**EXERCISE REQUIREMENTS:** Reproduce only the lines of the records starting at the line containing "Find the tree bark" and ending at the line containing "150 1 260 225", requests included, scaling every bounding-box coordinate in the answers by 1.2 and rounding each result to a whole number, with halves rounded up. The numbers in the requests and their format samples must remain unchanged.

**SUPPLIED ENTRIES:**
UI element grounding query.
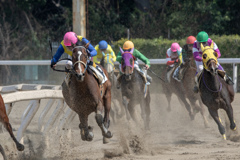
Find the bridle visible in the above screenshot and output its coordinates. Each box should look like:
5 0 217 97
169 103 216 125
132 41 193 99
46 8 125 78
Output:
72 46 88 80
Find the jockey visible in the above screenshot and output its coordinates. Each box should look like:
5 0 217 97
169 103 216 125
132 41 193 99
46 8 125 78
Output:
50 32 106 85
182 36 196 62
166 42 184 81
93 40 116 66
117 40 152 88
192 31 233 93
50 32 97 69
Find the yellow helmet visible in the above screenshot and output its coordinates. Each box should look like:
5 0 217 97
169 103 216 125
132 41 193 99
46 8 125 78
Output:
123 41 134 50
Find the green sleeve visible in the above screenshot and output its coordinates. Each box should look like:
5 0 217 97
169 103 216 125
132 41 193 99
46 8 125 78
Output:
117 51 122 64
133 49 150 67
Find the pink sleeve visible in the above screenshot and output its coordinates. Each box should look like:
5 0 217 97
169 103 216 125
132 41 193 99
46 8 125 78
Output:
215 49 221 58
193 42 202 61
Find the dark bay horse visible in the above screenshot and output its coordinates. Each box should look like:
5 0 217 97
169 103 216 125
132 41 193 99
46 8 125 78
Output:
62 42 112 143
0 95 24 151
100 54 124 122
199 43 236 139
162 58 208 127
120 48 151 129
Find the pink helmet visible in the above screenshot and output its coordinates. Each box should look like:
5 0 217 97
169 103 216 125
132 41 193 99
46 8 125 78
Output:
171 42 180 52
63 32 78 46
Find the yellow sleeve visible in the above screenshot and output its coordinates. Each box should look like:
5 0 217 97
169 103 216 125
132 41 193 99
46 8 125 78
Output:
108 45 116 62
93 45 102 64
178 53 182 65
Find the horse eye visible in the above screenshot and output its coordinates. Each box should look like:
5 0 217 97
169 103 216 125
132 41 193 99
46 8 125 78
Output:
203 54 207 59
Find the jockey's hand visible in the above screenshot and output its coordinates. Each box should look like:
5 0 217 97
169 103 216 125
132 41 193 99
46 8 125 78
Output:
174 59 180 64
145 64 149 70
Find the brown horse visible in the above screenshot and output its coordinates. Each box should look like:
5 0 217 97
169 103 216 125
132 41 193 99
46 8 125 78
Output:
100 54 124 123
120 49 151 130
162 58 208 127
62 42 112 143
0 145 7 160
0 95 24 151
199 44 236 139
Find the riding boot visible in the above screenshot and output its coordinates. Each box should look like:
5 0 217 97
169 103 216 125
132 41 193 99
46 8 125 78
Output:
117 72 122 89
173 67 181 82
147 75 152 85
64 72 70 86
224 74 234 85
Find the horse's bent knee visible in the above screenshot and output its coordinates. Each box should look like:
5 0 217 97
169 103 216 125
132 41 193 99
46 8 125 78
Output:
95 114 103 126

--

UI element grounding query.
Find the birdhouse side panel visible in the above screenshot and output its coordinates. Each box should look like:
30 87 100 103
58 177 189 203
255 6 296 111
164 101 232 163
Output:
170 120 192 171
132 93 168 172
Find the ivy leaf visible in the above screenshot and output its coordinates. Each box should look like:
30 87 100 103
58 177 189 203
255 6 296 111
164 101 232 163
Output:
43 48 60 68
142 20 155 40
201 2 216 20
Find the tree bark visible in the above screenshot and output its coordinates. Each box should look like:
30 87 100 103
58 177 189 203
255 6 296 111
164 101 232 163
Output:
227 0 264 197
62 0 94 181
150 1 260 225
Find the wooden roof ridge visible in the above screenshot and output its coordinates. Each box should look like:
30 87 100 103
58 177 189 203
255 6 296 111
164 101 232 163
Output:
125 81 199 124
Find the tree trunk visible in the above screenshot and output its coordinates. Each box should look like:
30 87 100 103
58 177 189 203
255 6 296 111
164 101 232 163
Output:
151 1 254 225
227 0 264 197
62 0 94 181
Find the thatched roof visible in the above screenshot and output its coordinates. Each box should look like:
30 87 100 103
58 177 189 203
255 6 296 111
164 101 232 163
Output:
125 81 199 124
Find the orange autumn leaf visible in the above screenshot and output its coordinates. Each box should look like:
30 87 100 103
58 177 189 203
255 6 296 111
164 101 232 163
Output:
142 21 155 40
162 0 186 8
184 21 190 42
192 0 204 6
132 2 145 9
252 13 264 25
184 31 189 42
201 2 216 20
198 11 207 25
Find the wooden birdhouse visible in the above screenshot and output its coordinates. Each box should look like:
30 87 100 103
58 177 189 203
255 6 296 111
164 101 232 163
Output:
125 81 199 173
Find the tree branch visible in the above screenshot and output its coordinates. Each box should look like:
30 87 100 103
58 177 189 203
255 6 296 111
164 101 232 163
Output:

**RESPONSE:**
Find the tree bark visible in the above screenshot and output its coordinates. Each box should look like:
30 87 100 103
58 177 189 203
255 6 296 111
164 101 232 163
Output:
272 0 317 236
74 0 113 217
180 1 312 270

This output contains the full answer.